ACTION ITEM
Return every line of the records, exact and in full, until you have returned the line with "Need: a point for each instance of the white church", and include none of the pictures.

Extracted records

====

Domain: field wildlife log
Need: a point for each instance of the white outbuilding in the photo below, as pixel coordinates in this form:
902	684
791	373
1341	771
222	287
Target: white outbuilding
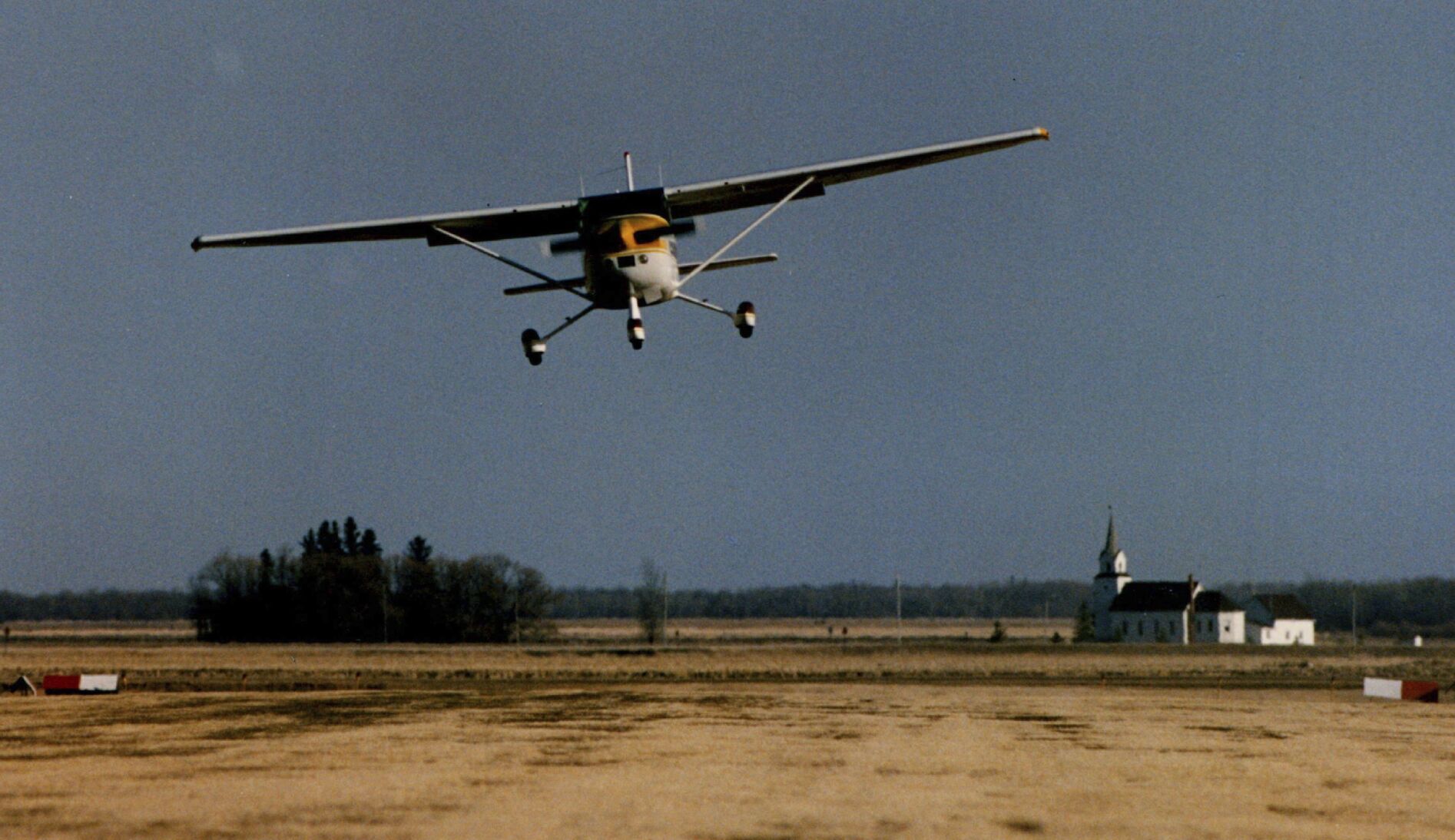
1279	620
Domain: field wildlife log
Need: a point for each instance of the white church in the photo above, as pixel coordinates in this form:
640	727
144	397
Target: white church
1183	612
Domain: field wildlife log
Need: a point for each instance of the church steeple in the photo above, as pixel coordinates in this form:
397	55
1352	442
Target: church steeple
1112	560
1111	537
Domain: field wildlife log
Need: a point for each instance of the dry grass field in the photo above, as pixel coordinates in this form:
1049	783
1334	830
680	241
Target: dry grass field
719	737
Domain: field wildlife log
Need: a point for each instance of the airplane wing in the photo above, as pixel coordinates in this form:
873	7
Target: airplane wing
540	220
543	220
770	187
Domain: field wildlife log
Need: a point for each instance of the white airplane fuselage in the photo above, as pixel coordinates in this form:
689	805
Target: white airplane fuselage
620	268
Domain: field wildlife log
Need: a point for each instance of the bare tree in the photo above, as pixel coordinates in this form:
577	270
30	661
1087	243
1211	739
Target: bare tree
651	602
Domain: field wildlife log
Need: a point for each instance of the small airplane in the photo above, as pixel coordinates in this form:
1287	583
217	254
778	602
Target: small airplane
628	240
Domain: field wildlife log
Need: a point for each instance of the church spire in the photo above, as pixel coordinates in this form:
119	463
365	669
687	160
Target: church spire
1111	535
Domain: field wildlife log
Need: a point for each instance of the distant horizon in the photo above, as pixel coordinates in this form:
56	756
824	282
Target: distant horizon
1012	580
1217	297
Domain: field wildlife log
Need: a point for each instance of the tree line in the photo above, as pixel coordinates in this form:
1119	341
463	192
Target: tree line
288	589
1007	599
341	587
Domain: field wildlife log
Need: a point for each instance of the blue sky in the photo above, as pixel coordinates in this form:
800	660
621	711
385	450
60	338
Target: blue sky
1218	299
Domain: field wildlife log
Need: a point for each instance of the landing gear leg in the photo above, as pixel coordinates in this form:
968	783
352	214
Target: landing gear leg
636	333
745	319
535	343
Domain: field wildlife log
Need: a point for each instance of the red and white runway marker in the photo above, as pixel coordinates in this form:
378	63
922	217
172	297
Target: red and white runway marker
1417	690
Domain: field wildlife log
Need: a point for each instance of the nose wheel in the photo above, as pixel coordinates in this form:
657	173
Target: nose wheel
636	333
745	319
535	346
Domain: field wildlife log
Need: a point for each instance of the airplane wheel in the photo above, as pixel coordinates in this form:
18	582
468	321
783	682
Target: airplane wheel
745	319
533	346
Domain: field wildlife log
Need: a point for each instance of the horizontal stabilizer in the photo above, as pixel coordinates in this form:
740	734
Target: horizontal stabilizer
574	284
729	263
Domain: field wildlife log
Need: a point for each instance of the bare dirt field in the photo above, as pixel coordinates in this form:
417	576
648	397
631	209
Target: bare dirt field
939	737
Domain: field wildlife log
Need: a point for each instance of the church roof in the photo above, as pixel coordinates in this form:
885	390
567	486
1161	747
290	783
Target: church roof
1152	596
1284	607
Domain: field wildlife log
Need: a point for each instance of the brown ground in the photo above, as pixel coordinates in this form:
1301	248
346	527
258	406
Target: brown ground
934	739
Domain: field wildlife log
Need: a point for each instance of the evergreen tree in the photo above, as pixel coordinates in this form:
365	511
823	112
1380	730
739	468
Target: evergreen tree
351	537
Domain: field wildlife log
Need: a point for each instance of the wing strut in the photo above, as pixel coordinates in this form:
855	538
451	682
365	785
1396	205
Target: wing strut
703	265
514	265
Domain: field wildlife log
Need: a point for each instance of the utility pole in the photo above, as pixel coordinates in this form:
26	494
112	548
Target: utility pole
1354	612
900	612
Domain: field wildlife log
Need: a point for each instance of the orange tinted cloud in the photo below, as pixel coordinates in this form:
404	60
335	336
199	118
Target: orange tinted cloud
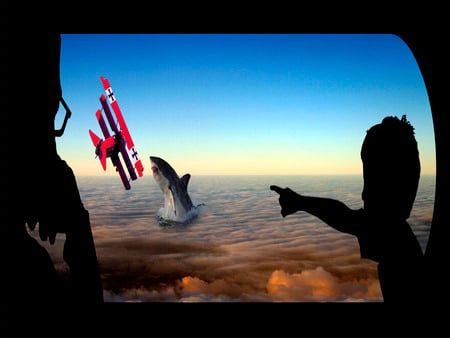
319	285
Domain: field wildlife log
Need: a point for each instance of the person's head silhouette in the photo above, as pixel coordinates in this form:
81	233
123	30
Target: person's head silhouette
391	169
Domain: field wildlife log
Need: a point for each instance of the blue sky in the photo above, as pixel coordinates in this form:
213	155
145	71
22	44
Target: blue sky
242	103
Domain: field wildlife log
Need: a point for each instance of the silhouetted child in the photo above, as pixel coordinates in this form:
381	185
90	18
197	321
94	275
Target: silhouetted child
391	171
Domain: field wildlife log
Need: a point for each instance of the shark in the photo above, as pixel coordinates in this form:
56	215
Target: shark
176	197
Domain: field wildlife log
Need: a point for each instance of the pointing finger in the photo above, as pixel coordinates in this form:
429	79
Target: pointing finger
276	188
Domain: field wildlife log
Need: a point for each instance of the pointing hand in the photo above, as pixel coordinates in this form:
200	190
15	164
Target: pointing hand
289	200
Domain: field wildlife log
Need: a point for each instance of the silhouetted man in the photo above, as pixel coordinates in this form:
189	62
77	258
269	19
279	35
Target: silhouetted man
391	171
38	187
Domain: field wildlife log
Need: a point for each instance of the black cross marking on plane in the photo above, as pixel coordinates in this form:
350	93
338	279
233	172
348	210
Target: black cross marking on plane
111	95
134	154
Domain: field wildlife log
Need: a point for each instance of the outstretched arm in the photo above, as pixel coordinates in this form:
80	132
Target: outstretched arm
333	212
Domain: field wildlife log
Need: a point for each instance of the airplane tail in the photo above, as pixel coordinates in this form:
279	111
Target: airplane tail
95	139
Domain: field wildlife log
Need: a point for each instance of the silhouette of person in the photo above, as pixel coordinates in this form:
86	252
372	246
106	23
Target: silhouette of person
391	171
38	187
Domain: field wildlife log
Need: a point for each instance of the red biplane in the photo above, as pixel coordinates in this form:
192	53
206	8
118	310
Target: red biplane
120	142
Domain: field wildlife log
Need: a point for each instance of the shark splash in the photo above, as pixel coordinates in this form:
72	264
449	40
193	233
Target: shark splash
178	206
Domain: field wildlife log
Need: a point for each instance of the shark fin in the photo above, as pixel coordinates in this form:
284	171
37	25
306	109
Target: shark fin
185	180
172	199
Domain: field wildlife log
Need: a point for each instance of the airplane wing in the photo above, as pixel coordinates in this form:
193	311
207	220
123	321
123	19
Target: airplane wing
122	148
102	148
123	127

====

ANSWER BELOW
Domain: field wildlife log
Need: a point for each instance of the white outbuilding in the photo below, as pixel coordinates in this form:
902	684
791	373
1341	771
222	287
Target: white outbuilding
1279	620
Domain: field wildlife log
Need: a point for each instance of the white church in the photo above, as pixel coordinates in this form:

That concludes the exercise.